===== PAGE EXCERPT

# A transformer with both encoder and decoder. 

### Intuitively, encoders "understand and interpret", while decoders "write and describe". In file Transformer_with_frozen_conv_1.ipynb, we opted for only using encoder: Our goal is timeseries regression (in the sense that we are looking to create one singular value as the target) and not timeseries prediction (In the sense that we are looking to create a new timeseries), so there was no need for us to implement a decoder to "create a new timeseries in sequence". However, it is a fact that our target value is the sum up a new timeseries, so, we now investigate in using autoregression with decoder to generate a new timeseries and then sum its time steps up. It is unclear if this will help at all. 

### As mentioned, we will use autoregression with decoder to create a new timeseries. One thing to note is that we will NOT be implementing teacher forcing with masked decoder for now. Teacher forcing is a powerful tool, but the context is not the same: We do not have another timeseries to as ground truth to train toward, so we have "nothing to hide" with the masking. Instead of teacher forcing, we are using the loss calculated with the actual target (future RV) and the aoturegression created timeseries to train. This might not even be possible: I foresee memory explosion since, normally, autoregression is done with no_grad() context and can take a huge amount of memory (since grad will keep the computation graph, which is HUGE if we are doing autoregression). But we will see.

==========
===== GIVEN RECORDS

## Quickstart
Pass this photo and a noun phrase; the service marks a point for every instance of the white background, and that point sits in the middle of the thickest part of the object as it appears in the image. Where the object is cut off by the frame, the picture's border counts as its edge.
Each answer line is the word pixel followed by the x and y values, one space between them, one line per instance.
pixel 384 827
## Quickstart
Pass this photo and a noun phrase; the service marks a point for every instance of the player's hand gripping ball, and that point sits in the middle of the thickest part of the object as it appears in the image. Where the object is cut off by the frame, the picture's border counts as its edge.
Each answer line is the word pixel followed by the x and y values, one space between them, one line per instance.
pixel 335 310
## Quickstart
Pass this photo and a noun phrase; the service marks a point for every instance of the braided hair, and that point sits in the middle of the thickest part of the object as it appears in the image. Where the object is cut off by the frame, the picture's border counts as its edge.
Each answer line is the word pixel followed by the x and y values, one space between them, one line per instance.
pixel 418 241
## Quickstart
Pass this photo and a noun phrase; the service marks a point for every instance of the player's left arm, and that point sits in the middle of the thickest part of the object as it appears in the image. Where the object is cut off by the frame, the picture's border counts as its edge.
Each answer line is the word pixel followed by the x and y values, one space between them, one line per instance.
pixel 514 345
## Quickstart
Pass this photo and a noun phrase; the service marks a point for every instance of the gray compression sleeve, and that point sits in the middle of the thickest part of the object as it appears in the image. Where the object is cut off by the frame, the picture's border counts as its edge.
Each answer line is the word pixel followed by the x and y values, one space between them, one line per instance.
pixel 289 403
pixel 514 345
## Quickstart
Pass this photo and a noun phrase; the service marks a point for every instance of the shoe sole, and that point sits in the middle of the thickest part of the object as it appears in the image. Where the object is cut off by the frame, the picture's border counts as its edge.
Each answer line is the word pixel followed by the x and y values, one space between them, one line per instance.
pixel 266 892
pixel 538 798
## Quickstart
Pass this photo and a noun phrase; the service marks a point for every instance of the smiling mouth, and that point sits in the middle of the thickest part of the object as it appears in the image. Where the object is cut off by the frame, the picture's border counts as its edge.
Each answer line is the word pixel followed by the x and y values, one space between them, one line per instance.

==========

### DIRECTIONS FOR THIS TASK:
Please extend the notes on adding a decoder to the timeseries transformer, picking up right after their final sentence.

### THE RESULT:
## Import and preparations

In [1]:
import sys, importlib
import torch 
import torch.nn as nn
import numpy as np
import pandas as pd
import copy
import time

sys.path.append("../")
from proj_mod import training, data_processing, visualization
importlib.reload(training);
importlib.reload(data_processing);
importlib.reload(visualization);

In [2]:
#Only run this cell if needed. AMD gpus might need this. 
from dotenv import load_dotenv
import os

load_dotenv("../dotenv_env/deep_learning.env")

os.environ["PYTORCH_CUDA_ALLOC_CONF"] = "expandable_segments:True" # To, possibly fix memory leak issues. 

print(os.environ.get("HSA_OVERRIDE_GFX_VERSION"))

10.3.0


In [3]:
device=(torch.device("cuda") if torch.cuda.is_available() else torch.device("cpu"))
print(f"Using device {device}")

Using device cuda


## Data preparations 

### Load time id order

In [4]:
list_time=np.load("../processed_data/recovered_time_id_order.npy")

### Load timeseries 

In [5]:
df_RV_ts=pd.read_parquet("../processed_data/book_RV_ts_60_si.parquet")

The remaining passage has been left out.